**Jobs**
- a) Duplicate the part of the cargo container security article that opens with the words containing "Under CSI, U.S." and closes with "their local counterparts.".
- b) In the cargo container security article, shorten the paragraph that begins "In an August 25 news release" into a single brief sentence that keeps its main facts.
- c) Resume the article on prescreening cargo containers bound for the United States, starting right after its last sentence.

**Passage shown**
***
U.S. Wants to Prescreen Most Cargo Containers from Overseas

Security initiative to expand to more ports, U.S. customs chief says

The Bush administration aims to have most shipping containers prescreened before coming to the United States as counter-terrorist security measures expand to more foreign seaports, the head of the U.S. Customs and Border Protection (CBP) bureau says.

In an August 25 news release, CBP Commissioner Robert Bonner said his agency in the Department of Homeland Security plans to expand the Container Security Initiative (CSI) beyond the current 25 major international seaports to cover more than 80 percent of all U.S.-bound containers.

Under CSI, U.S. customs agents placed in foreign ports target U.S.-destined high-risk cargo containers and identify those that pose a potential terrorist risk for inspections by their local counterparts.

CBP said that CSI will expand to strategic ports that ship substantial amounts of cargo to the United States and have the capability to participate in the program.

Following is the text of the CBP news release:

(begin text)

U.S. Customs and Border Protection
U.S. Department of Homeland Security

U.S. Customs and Border Protection Achieves Container Security Initiative (CSI) Milestone Of 25 Operational Ports
08/25/2004

Washington -- U.S. Customs and Border Protection (CBP) Commissioner Robert C. Bonner announced today a milestone in the Container Security Initiative (CSI) with 25 ports now operational in Europe, Asia, Africa, and North America.

"The 25 ports represent the world's major seaports, but we are not stopping there. We plan to expand the CSI network even farther," stated U.S. Customs and Border Protection Commissioner Robert C. Bonner. "The expansion will extend port security protection to more than 80 percent of all containers coming to the United States."
***
**Recorded data**
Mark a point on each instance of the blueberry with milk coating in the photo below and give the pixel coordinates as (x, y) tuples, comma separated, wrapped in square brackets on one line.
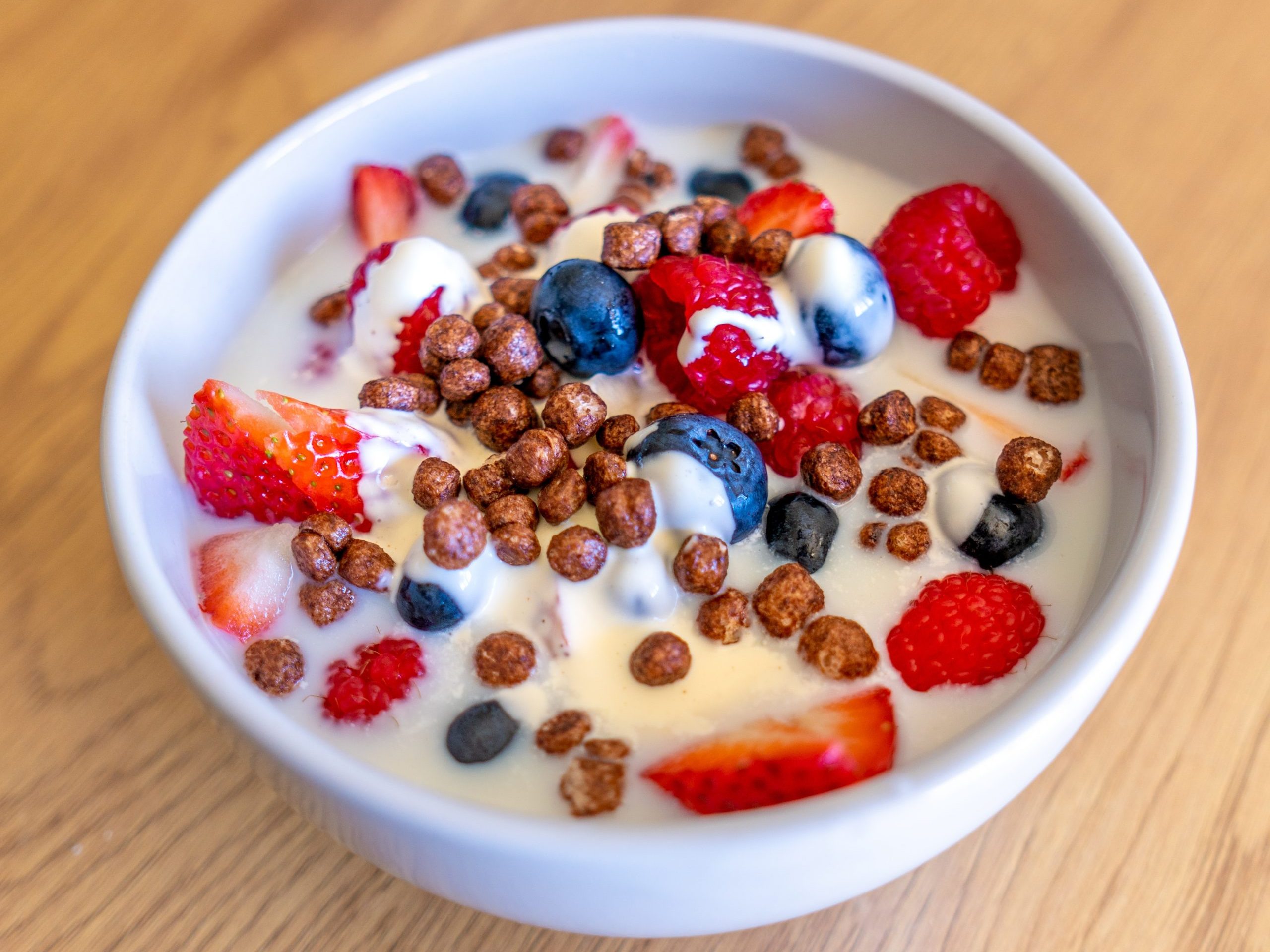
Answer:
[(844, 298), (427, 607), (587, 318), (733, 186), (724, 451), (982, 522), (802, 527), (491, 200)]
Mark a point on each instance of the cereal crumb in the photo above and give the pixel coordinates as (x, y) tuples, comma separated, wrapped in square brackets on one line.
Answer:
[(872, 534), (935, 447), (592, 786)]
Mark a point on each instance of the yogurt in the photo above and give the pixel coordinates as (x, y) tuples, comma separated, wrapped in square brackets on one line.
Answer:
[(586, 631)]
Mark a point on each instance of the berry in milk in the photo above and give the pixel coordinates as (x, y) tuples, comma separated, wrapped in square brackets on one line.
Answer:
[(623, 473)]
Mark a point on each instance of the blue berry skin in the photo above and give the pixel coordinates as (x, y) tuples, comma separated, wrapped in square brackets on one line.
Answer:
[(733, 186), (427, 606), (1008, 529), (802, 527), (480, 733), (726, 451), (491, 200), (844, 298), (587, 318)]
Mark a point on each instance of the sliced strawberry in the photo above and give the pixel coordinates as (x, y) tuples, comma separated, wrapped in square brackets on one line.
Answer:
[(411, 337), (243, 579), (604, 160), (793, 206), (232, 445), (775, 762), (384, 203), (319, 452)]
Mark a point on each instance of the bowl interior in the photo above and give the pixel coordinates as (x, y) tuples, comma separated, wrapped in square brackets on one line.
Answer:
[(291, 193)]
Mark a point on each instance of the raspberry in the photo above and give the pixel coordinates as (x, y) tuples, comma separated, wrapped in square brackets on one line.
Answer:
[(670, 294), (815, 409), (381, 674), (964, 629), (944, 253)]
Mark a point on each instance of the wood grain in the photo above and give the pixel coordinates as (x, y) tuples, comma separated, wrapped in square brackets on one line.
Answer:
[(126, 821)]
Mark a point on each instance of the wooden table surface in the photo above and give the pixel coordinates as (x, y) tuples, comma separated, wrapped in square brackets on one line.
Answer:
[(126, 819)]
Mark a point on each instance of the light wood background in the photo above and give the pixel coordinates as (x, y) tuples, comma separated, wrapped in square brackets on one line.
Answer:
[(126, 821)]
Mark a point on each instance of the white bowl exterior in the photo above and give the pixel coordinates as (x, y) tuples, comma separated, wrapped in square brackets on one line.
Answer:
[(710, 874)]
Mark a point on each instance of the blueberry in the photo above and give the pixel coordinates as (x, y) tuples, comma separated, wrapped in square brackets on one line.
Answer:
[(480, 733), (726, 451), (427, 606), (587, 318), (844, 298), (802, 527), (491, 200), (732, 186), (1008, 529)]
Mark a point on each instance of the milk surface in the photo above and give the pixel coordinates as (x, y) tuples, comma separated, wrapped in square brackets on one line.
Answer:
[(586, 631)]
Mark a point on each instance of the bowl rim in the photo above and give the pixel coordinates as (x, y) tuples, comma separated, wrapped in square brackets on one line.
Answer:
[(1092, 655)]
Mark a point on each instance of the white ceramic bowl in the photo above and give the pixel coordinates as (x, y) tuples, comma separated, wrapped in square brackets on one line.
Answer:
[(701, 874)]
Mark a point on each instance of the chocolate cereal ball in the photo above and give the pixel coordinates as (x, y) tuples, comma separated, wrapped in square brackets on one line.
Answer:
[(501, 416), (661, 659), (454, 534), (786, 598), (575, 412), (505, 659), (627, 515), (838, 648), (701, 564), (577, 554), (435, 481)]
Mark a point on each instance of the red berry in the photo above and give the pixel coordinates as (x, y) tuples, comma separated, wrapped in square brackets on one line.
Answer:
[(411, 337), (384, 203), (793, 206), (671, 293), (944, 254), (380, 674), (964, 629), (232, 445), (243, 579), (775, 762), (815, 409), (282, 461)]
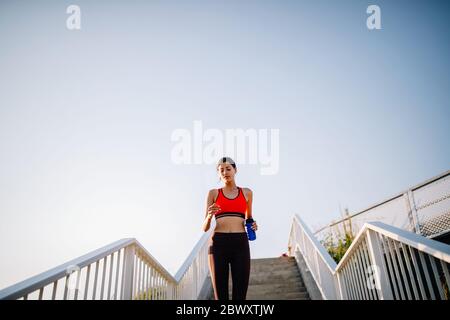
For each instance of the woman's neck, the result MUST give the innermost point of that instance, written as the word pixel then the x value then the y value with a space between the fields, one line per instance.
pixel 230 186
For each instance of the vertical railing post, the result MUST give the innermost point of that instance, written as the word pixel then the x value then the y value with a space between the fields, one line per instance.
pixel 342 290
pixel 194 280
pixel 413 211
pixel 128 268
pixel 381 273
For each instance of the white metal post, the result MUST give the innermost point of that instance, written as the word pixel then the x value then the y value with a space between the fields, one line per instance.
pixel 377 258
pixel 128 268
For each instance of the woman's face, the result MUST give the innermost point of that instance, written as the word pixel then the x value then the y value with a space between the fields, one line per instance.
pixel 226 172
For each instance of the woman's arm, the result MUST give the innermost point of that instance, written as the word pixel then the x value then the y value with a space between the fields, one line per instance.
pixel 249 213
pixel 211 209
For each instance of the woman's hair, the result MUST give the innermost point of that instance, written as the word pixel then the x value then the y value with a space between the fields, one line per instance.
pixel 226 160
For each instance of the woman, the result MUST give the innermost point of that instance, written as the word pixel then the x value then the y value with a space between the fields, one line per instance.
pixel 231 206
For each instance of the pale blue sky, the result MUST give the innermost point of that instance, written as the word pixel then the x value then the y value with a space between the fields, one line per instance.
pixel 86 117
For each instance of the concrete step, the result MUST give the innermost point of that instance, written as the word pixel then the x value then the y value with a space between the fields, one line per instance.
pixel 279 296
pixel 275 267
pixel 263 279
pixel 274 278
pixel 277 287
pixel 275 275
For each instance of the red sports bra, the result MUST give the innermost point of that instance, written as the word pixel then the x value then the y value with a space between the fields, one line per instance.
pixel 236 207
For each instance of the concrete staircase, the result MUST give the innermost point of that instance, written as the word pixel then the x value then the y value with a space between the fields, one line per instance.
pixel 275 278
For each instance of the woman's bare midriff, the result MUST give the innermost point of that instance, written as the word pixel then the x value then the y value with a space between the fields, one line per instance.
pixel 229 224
***
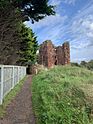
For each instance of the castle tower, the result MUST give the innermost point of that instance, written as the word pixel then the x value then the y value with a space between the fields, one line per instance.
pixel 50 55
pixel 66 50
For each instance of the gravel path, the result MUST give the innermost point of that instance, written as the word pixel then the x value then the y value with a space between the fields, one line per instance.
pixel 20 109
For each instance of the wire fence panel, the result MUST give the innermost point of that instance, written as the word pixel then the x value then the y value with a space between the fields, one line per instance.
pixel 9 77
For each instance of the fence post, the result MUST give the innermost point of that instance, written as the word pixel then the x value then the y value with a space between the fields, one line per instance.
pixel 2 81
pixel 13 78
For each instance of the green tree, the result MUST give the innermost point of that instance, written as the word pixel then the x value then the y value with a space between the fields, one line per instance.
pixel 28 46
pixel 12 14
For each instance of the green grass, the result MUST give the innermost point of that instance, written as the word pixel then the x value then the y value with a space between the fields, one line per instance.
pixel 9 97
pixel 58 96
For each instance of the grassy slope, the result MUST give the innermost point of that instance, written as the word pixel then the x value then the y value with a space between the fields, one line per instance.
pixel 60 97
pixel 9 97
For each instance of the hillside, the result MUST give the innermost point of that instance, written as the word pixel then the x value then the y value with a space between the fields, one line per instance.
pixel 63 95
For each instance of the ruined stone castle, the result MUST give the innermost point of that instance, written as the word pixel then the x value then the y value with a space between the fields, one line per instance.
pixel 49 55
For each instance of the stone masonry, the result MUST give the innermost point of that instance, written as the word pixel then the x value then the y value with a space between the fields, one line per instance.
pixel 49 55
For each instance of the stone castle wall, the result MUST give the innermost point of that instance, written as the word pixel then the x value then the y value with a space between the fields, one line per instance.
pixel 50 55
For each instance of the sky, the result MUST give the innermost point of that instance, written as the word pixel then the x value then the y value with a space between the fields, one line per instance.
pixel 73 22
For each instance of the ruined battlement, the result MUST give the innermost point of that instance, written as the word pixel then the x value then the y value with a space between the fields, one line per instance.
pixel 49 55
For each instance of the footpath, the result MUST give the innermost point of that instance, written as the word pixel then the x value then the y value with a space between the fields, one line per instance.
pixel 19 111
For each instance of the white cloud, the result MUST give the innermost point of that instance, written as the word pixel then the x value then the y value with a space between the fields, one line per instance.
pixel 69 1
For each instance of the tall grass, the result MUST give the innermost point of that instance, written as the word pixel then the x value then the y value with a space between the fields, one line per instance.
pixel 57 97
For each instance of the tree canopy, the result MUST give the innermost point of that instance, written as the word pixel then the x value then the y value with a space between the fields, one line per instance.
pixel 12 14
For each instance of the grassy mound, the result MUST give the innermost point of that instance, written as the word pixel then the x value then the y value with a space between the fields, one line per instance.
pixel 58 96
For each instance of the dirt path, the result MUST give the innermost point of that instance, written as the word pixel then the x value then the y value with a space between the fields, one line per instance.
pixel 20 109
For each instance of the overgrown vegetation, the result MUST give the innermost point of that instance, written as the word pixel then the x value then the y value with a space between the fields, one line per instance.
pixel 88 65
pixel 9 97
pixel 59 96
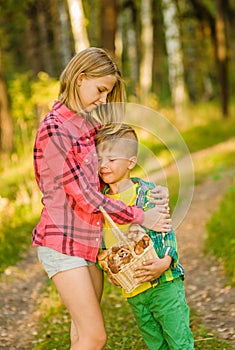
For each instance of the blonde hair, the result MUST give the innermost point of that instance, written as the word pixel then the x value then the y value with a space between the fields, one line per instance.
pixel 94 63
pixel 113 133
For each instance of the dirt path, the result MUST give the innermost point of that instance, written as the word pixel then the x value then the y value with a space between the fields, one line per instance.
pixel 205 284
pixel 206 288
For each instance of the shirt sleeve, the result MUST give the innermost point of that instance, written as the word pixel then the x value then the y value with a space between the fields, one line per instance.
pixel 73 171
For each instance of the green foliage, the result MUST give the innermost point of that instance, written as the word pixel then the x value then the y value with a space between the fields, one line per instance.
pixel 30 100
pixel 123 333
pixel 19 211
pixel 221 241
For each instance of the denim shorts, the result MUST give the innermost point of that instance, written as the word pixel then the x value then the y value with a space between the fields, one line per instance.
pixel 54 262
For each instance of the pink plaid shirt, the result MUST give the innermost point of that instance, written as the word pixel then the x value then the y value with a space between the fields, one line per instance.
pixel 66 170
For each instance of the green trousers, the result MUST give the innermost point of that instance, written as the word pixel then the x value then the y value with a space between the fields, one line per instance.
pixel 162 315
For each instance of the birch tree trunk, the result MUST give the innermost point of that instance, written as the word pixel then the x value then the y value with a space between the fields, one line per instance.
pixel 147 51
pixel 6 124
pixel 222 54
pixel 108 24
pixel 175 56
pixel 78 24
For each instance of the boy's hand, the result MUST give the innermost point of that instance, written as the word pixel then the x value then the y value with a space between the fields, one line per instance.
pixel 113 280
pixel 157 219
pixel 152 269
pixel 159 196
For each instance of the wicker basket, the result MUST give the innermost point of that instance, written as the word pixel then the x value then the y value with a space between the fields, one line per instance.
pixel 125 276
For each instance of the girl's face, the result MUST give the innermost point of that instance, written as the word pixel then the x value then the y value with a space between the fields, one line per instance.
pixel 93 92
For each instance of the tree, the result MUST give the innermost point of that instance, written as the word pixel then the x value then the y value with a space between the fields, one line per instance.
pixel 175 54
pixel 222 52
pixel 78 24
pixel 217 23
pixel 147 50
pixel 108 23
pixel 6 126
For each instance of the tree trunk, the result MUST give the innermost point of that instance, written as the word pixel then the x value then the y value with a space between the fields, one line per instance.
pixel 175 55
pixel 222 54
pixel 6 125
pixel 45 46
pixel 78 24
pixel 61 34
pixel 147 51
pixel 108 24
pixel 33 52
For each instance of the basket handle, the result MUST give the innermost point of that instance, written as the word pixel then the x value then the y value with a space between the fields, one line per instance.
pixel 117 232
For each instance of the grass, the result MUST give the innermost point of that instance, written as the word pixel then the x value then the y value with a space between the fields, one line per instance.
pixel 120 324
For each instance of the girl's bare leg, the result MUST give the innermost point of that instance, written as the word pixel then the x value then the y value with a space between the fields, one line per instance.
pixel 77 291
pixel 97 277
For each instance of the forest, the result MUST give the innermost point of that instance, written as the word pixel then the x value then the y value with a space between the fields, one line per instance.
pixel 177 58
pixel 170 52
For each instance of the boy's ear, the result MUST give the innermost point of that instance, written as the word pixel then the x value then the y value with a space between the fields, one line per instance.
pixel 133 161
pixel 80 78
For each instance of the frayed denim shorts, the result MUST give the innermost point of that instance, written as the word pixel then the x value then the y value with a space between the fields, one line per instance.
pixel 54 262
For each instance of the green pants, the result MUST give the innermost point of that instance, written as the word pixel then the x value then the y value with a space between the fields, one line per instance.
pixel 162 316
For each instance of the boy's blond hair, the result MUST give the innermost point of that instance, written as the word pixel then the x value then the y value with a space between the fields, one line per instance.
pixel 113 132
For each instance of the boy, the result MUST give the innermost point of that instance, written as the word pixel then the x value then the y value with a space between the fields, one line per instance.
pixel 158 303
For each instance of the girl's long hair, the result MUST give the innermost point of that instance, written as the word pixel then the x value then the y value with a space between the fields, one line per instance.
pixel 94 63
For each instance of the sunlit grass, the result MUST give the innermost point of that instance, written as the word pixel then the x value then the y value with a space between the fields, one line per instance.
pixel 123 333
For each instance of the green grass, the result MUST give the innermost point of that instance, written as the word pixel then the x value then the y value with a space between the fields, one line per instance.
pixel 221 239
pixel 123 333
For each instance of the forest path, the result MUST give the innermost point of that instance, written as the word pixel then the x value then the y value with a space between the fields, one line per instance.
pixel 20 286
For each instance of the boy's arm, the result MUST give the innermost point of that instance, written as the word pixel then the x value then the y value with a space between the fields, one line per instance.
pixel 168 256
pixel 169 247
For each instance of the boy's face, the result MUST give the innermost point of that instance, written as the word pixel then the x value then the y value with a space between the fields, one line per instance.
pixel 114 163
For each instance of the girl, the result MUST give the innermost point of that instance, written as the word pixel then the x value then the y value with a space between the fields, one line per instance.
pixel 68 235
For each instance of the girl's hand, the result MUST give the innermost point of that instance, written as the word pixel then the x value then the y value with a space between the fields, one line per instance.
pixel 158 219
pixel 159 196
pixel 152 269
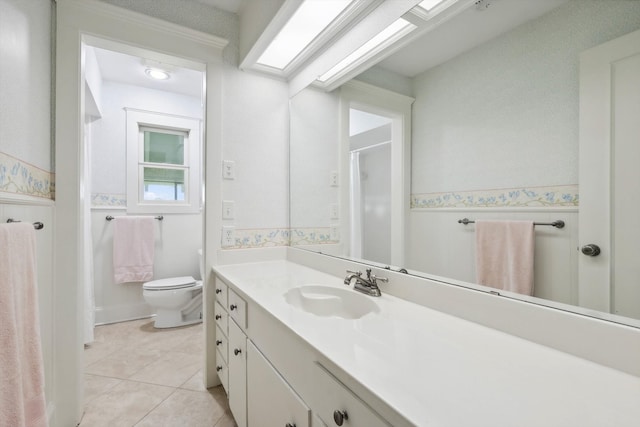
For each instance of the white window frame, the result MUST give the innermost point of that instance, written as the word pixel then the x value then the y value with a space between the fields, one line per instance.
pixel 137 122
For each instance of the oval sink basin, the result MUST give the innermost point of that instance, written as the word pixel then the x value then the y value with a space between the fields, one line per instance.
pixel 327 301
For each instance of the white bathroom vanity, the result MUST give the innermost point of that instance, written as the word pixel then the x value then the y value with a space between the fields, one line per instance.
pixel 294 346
***
**The answers**
- a)
Under CSI, U.S. customs agents placed in foreign ports target U.S.-destined high-risk cargo containers and identify those that pose a potential terrorist risk for inspections by their local counterparts.

- b) On August 25, CBP Commissioner Robert Bonner announced that his Homeland Security agency plans to expand the Container Security Initiative from 25 major foreign seaports to cover over 80 percent of U.S.-bound containers.

- c)
CSI will be expanding to strategic locations that ship substantial amounts of cargo to the United States, and that have the infrastructure and technology in place to participate in the program.

The 25 operational ports include: Halifax, Montreal, and Vancouver, Canada; Rotterdam, The Netherlands; Le Havre, France; Bremerhaven and Hamburg, Germany; Antwerp, Belgium; Singapore; Yokohama, Tokyo, Nagoya and Kobe, Japan; Hong Kong; Göteborg, Sweden; Felixstowe, United Kingdom; Genoa and La Spezia, Italy; Busan, Korea; Durban, South Africa; Port Klang and Tanjung Pelepas, Malaysia; Piraeus, Greece; Algeciras, Spain; Laem Chabang, Thailand.

CSI was proposed by Commissioner Bonner and launched in January 2002. CSI has been accepted globally as a bold and revolutionary initiative to secure maritime cargo shipments against the terrorist threat.

"The primary purpose of CSI is to help protect the global trading system and the trade lanes between CSI ports and the United States. By collaborating with foreign customs administrations, we are working towards a safer, more secure world trading system," Commissioner Bonner said.

The World Customs Organization and the G8 have supported CSI expansion through their adoption of resolutions that support the implementation of the security measures introduced by CSI at ports throughout the world. On April 22, 2004, the European Union and the Department of Homeland Security signed an agreement committing both parties to further cooperate on CSI and related matters.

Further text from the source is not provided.